- Texte de référence -
------------------------------------------------------------
Pourtant, ce pays d’Asie centrale ne semble pas, aux premiers abords, être un haut lieu de l’islam rigoriste. En effet, le pays est issu de la longue tradition soufie de l’Islam d’Asie centrale. Les anciennes républiques socialistes qui la composent ont conservé la nature laïque de leurs nations respectives. Pourtant, l’Ouzbékistan et les ouzbeks des autres républiques d’Asie centrale représentent une part non négligeable des djihadistes présents en Syrie, Irak ou encore Afghanistan.

Une sinistre liste d’attentats originaire d’Ouzbékistan

Djihadisme en Ouzbékistan
L’Ouzbékistan, d’une culture millénaire, est malheureusement sous la lumière des projecteurs pour son vivier de djihadistes

Cette vérité s’est imposée à tous dans les années 2016 et 2017. A Istanbul tout d’abord, l’aéroport Atatürk subit un triple attentat suicide de l’Etat Islamique. Un Ouzbek était membre du trio kamikaze. Une quarantaine de personnes décèdent.

En novembre 2016, un attentat, à nouveau revendiqué par Daesh, frappe un lieu saint du soufisme au Pakistan et fait 52 morts. L’auteur de l’attaque est là aussi un adolescent ouzbèke.

Le 1erjanvier 2017, à Istanbul, encore une fois, un Ouzbek affilié à Daesh ouvre le feu à la Kalashnikov dans la boîte de nuit Reina, tuant 39 personnes.

Le 3 avril 2017, une explosion survient sur la ligne 2 du métro de Saint-Pétersbourg. L’explosion fait 16 victimes. L’auteur présumé est un Kirghize d’ethnie ouzbèke lié à Al-Qaïda.

Enfin, le 7 avril 2017, une voiture bélier tue 5 personnes à Stockholm. L’auteur, d’ethnie ouzbèke et de nationalité tadjike, avait prêté allégeance à l’Etat Islamique.

Ouzbékistan : une présence djihadiste d’ampleur

Ce radicalisme s’exprime par la présence de véritables groupes armés d’ouzbeks sur le théâtre syrien. Un rapport de l’ONU pointe en particulier du doigt une katiba (brigade de combat) commandée par un ouzbèk : Souleymanov. Ce chef djihadiste a pris le commandement d’un pan d’une brigade d’Asie centrale affiliée à Hayat Tahrir al-Sham.
------------------------------------------------------------
- Bloc de données -
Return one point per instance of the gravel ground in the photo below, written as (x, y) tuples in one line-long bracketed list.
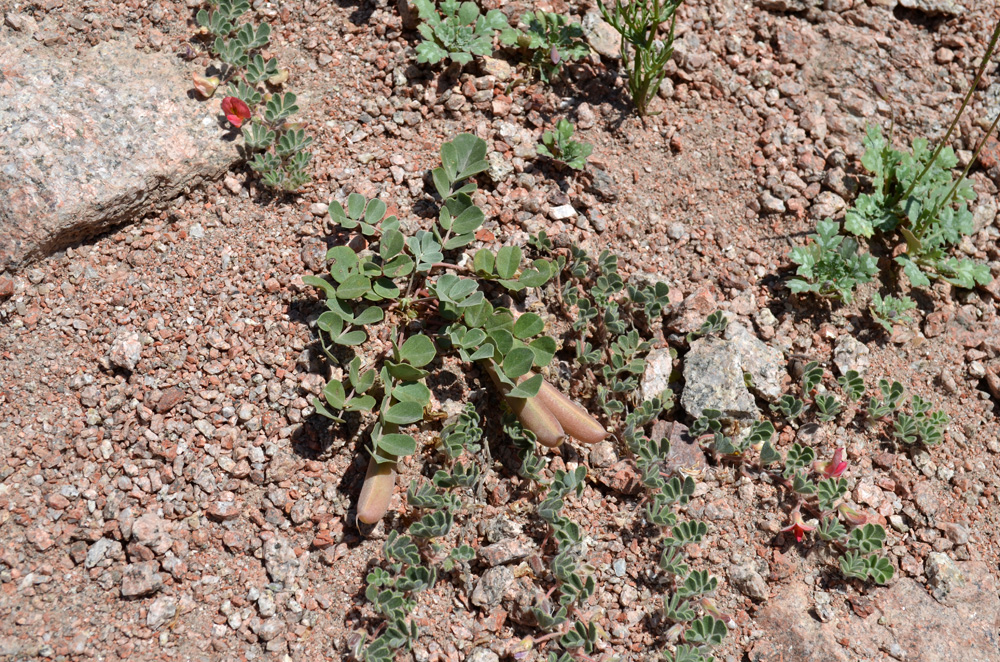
[(165, 488)]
------------------------------------------------------------
- Consignes à suivre -
[1] Reproduisez le passage du texte sur le djihadisme en Ouzbékistan qui va de « Cette vérité s’est » jusqu'à « tuant 39 personnes. » inclus.
[2] Rédigez la suite du texte sur le djihadisme en Ouzbékistan à partir de sa dernière phrase.

- Réponses aux consignes -
[1]
Cette vérité s’est imposée à tous dans les années 2016 et 2017. A Istanbul tout d’abord, l’aéroport Atatürk subit un triple attentat suicide de l’Etat Islamique. Un Ouzbek était membre du trio kamikaze. Une quarantaine de personnes décèdent.

En novembre 2016, un attentat, à nouveau revendiqué par Daesh, frappe un lieu saint du soufisme au Pakistan et fait 52 morts. L’auteur de l’attaque est là aussi un adolescent ouzbèke.

Le 1erjanvier 2017, à Istanbul, encore une fois, un Ouzbek affilié à Daesh ouvre le feu à la Kalashnikov dans la boîte de nuit Reina, tuant 39 personnes.

[2]
Une partie du Mouvement Islamique d’Ouzbékistan, mentionné en début d’article, va trouver refuge en Afghanistan après ses tentatives d’attentat en Ouzbékistan. Cette présence en territoire afghan génèrera une alliance entre Al-Qaïda et le MIO.

Cependant, la présence ouzbèke est surtout notable au sein de Daesh. L’un des leaders de l’Organisation Etat Islamique était Abdul Rahman al-Ouzbeki. Il meurt en avril 2017 à Deir ez-Zor. Sa kunya (nom de combattant) est très évocatrice de son origine.

Selon les estimations, entre 2000 et 5000 combattants originaires d’Asie centrale auraient rejoint Daesh au Levant. Parmi eux, une proportion importante est originaire d’Ouzbékistan et de la vallée d’Osh. Certains seraient actuellement présents au sein de l’Etat Islamique au Khorasan.

Comment expliquer ce phénomène ?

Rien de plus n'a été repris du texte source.